Exercise objective: Output the line that contains "can you box the brick" and every line after it to the end of the entries, with nothing added or left out.

Records supplied:
- - - - - - -
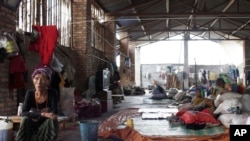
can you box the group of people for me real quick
[150,77,233,103]
[16,64,234,140]
[180,77,233,116]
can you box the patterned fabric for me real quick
[31,66,53,81]
[15,116,58,141]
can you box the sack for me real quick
[59,87,77,120]
[214,92,242,107]
[213,98,242,114]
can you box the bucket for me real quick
[0,118,13,141]
[79,120,100,141]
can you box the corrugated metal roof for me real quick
[96,0,250,46]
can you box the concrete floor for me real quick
[56,93,172,141]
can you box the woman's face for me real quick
[196,90,202,98]
[32,73,49,91]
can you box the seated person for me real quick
[150,80,167,100]
[179,88,215,114]
[191,88,215,113]
[216,78,232,94]
[15,66,58,141]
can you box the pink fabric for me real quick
[29,25,58,66]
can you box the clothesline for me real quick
[86,26,128,58]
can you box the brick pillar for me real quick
[104,16,116,61]
[72,0,91,91]
[119,32,130,86]
[128,41,136,84]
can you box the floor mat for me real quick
[99,108,229,141]
[126,117,225,136]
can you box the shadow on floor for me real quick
[56,94,172,141]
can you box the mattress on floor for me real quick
[98,108,229,141]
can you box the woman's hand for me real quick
[41,112,57,120]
- - - - - - -
Task answer:
can you box the brick pillar for me real quick
[104,16,116,61]
[72,0,91,91]
[119,32,130,86]
[128,41,136,84]
can you box the floor mat for me real quick
[99,108,229,141]
[126,117,225,136]
can you box the shadow on floor for me real quick
[56,94,172,141]
can you box the mattress on floor for me real quick
[98,108,229,141]
can you box the woman's hand for me real quick
[41,112,57,120]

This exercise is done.